## Task description
An exact copy of all the data below is needed, without its pictures.

#####

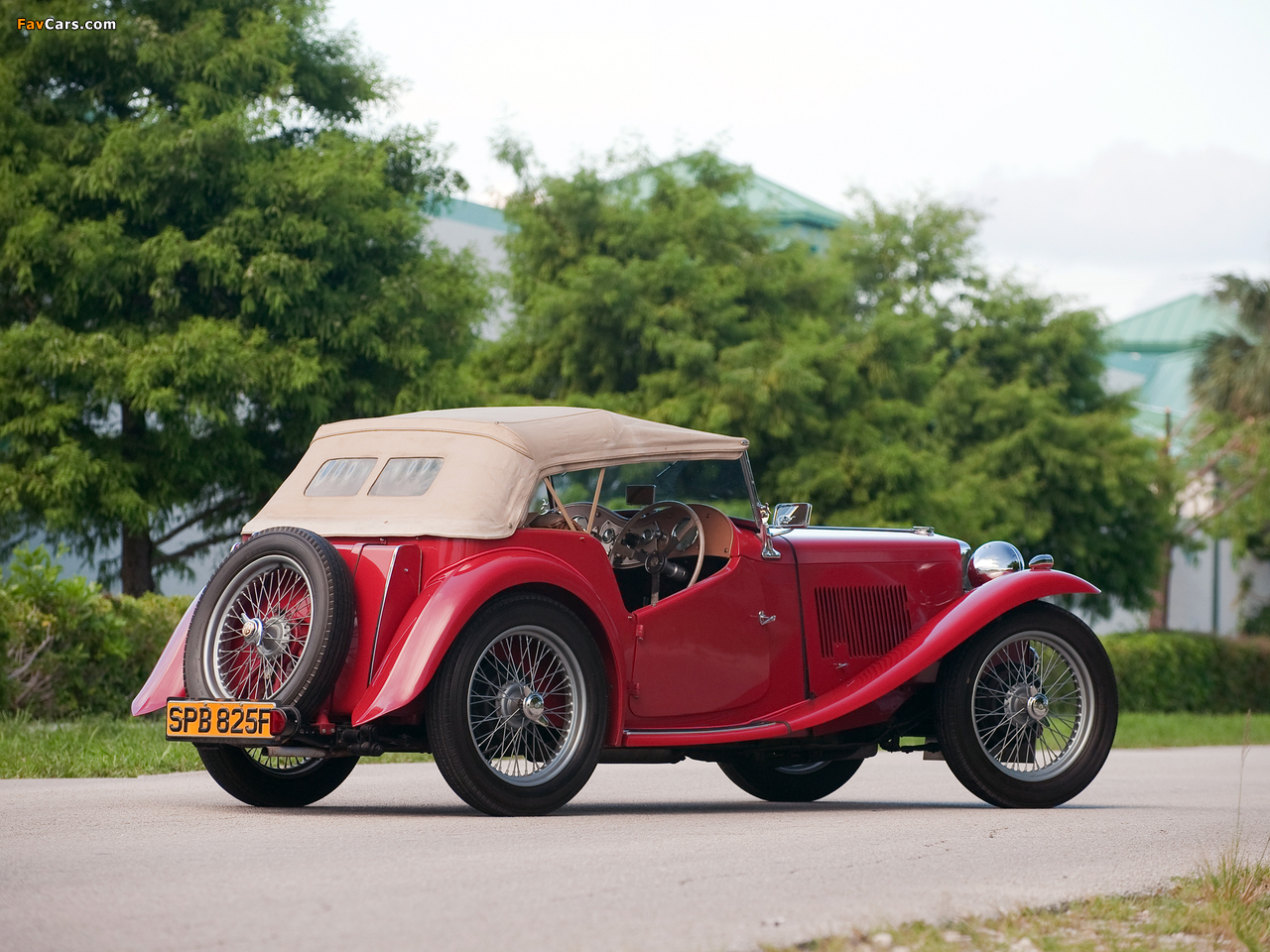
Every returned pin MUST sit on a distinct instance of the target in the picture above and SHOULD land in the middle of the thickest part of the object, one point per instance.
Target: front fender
(908, 658)
(448, 602)
(168, 678)
(934, 640)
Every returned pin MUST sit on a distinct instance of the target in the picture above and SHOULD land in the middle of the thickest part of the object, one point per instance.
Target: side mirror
(640, 495)
(792, 516)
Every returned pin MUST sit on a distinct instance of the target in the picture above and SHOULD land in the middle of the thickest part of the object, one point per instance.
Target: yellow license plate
(204, 720)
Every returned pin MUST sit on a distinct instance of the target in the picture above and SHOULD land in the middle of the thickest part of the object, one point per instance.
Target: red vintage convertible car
(526, 592)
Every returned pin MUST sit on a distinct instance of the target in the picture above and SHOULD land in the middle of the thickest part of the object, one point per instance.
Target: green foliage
(68, 649)
(888, 382)
(1180, 671)
(1187, 729)
(1230, 449)
(202, 262)
(98, 746)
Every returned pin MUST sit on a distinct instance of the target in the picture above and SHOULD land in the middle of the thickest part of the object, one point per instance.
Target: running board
(761, 730)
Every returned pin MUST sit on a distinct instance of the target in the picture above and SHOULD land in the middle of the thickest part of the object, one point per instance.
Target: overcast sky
(1120, 150)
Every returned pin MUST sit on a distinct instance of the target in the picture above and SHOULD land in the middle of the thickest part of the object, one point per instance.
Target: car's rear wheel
(259, 779)
(789, 783)
(1028, 708)
(517, 710)
(273, 625)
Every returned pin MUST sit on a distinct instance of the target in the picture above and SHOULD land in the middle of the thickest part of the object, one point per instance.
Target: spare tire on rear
(275, 622)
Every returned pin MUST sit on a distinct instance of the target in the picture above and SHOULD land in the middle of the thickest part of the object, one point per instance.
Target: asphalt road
(648, 857)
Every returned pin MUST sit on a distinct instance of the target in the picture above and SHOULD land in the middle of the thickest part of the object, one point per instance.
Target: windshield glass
(716, 483)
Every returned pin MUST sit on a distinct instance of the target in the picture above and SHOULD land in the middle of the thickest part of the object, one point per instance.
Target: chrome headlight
(993, 558)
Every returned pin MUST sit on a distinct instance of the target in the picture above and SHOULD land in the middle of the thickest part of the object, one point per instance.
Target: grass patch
(1191, 730)
(1227, 906)
(105, 747)
(89, 747)
(127, 747)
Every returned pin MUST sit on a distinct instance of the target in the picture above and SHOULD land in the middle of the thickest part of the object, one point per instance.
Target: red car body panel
(903, 662)
(834, 634)
(531, 558)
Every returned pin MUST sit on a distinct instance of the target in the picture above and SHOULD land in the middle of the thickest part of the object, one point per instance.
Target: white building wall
(1239, 589)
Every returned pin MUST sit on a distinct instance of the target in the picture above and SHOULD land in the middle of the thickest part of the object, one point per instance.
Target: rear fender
(448, 602)
(168, 678)
(935, 640)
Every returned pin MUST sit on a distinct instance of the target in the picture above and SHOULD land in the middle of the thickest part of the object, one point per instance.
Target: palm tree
(1233, 370)
(1232, 380)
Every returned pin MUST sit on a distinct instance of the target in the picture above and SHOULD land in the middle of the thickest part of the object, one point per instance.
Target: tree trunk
(136, 575)
(135, 570)
(1159, 619)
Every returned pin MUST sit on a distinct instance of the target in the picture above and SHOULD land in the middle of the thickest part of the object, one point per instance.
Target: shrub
(1184, 671)
(67, 648)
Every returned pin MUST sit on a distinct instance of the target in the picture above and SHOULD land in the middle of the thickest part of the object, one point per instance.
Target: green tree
(1230, 381)
(888, 382)
(202, 261)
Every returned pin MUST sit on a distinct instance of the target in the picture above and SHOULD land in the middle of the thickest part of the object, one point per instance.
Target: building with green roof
(461, 223)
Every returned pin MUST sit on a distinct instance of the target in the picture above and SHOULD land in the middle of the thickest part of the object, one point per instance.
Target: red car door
(724, 644)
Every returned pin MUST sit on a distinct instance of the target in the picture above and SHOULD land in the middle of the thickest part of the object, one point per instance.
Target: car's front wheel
(1028, 708)
(259, 779)
(789, 783)
(517, 710)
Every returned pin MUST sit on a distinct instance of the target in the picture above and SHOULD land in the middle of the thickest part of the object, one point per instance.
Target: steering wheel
(644, 540)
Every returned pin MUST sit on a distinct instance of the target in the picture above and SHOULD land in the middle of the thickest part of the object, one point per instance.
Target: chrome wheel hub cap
(270, 638)
(1038, 706)
(1033, 706)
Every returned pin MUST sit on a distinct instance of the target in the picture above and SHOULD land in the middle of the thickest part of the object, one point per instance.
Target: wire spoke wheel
(1032, 701)
(1026, 710)
(516, 712)
(524, 706)
(259, 630)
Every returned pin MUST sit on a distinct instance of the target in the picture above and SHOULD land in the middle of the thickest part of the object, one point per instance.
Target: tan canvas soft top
(494, 460)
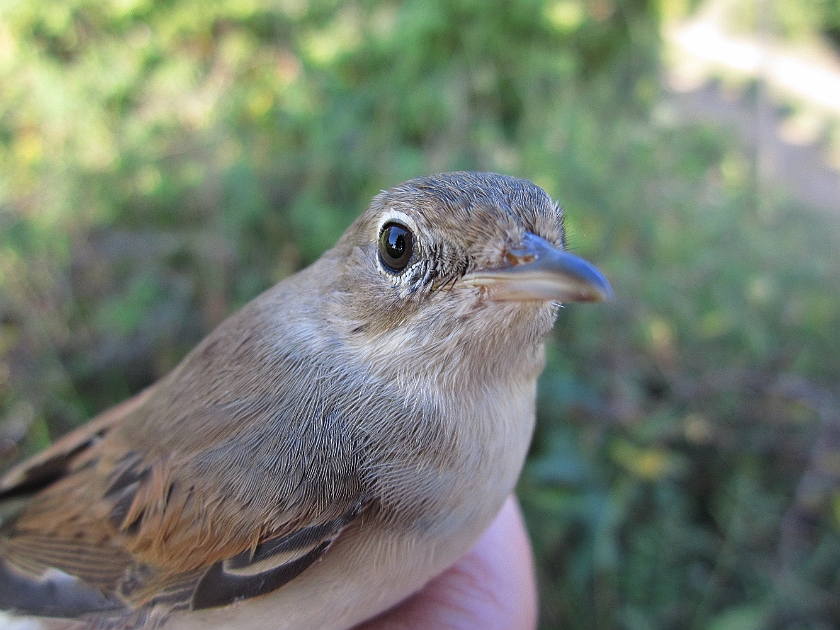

#####

## Written response
Every returned pin MUST sit on a distinct instance of the target in the picture above and SHOULD land in the middle of the thickest part of the object, one point per instance.
Target: front fender
(908, 658)
(448, 602)
(168, 678)
(934, 640)
Every returned pin MUST sit on a distinct instance of the target in the picture above and SHOULD land in the middle of the thickest part of the object, one point per instance.
Target: side mirror
(640, 495)
(792, 516)
Every returned pin MUST sit on a distinct instance of the target in the picture above and SHOULD land in the middle of the thickest part of the object, one point per instance.
Target: yellow license plate
(204, 720)
Every returned pin MUST sit on a distinct instance of the target in the picture above and SHOULD land in the middle of the thickest part of the object, one point per instance.
Target: red vintage convertible car
(526, 592)
Every returned pin MUST sit on a distinct instance of the target in the picture above and SHOULD land in the middle of the thickest part of the object, one point per instance.
Target: green foliage
(68, 649)
(888, 382)
(1180, 671)
(1187, 729)
(1230, 449)
(202, 262)
(98, 746)
Every returned pin MUST sit on a distinct instance of the target in the picture above and SHOULD land in the middle of the thickest part of the object, one point per instance.
Target: running board
(761, 730)
Every returned pin MUST sit on a distinct instance of the target in the picture above and SHOULD land in the middle of the thickest part of the object, one point per instance.
Target: overcast sky
(1120, 150)
Every returned pin MUST sit on a distinct instance of the target in the picture above and SHOULD land in the middle of the thickest part of the object, one point per instance.
Target: car's rear wheel
(259, 779)
(789, 783)
(1028, 708)
(517, 710)
(273, 625)
Every returned pin MUST sit on a distinct instance of the target in the picture above and SHOULD land in the middle of the thickest part of the object, one point per instance.
Target: spare tire on rear
(275, 622)
Every returned pin MUST sit on a distinct instance of the target in the picture above and SHOULD land in the middle of the thickest part of the object, one point per instance.
Target: asphalt road
(648, 857)
Every returned pin MUST sit on a distinct instance of the target in the picture above and SHOULD land in the middle of the thickest part of the object, one point per instance.
Target: windshield glass
(716, 483)
Every returned pin MUST sit on a distinct instance of the target in the picture above and SHOULD land in the middle of the thickest part of the object, one point per instance.
Target: chrome headlight
(993, 558)
Every returned pin MUST sit on a distinct instance of the target in the picture above and SHOULD land in the middle of the thickest part of the object, one point per instance.
Target: grass patch
(1191, 730)
(1227, 906)
(105, 747)
(89, 747)
(127, 747)
Every returned pin MUST sit on a distinct instance of the target in the picture above and SHOULD land in the middle of the thickest part of the object, one point per instance.
Target: red car body panel
(903, 662)
(834, 634)
(531, 558)
Every returned pin MUST sit on a distinct instance of the target in the picture above and SHOULD land in the middle of the thickest part of the object, one point per instance.
Target: white building wall
(1239, 589)
Every returned pin MUST sit on a distinct instance of the target in the picture above and SHOULD land in the middle of the thickest part of the object, one point per instance.
Target: rear fender
(448, 602)
(168, 678)
(935, 640)
Every returned pin MUST sit on a distinct instance of the target in the picture above and SHOULD land in the middle of the thickest part of the object, one point per instance.
Target: palm tree
(1233, 370)
(1232, 380)
Every returned pin MUST sit on a distinct instance of the target in the picture above and SHOULD land in the middle of the thickest part of the object, one point per instance.
Target: tree trunk
(136, 575)
(135, 570)
(1159, 619)
Every returned pin MUST sit on a distinct instance of the target in the picture above and SHOULD land in the middle of the thickest part of the object, one point per instance.
Target: shrub
(1184, 671)
(67, 648)
Every returned pin MUST sit on a distinct instance of the target in the picture above and SHOULD land in the middle of the thickest part of the object, one point per instance.
Target: green tree
(1230, 381)
(888, 382)
(202, 261)
Every returned pin MUST sit on a distinct instance of the target in the picture above and SHOULD land in the middle of the thickest part of the object, one point per instance.
Target: building with green roof
(461, 223)
Every returned pin MUST sit on a distinct instance of the target in the picture above and SHOULD land in the middle of the thickest part of the object, one point per instance.
Target: red car door
(724, 644)
Every returned pin MUST sit on a distinct instance of the target in the picture above and SHOULD land in the middle of the thickest part of the object, one point per instance.
Target: car's front wheel
(1028, 708)
(259, 779)
(789, 783)
(517, 710)
Every returned pin MUST sit on a distinct instance of the target in the picture above and SHOULD land in the middle of the thickest part of the object, one point per instance.
Target: steering wheel
(644, 540)
Every returned pin MUST sit on a distinct instance of the target in the picture above and SHOULD land in the middle of the thickest part of the object, one point per instance.
Target: chrome wheel hub cap
(270, 638)
(1038, 706)
(1033, 706)
Every returned pin MUST sit on a distinct instance of the target in the picture above and SHOULD land in the middle of the thickest part of the object, one point per instance.
Target: wire spoke wheel
(1032, 701)
(1026, 710)
(516, 712)
(524, 706)
(259, 630)
Every returned pin MUST sit on a distinct instance of the target in the picture above and SHOULD land in the middle of the thickest part of the object, one point per instance.
Target: tan canvas soft top
(494, 460)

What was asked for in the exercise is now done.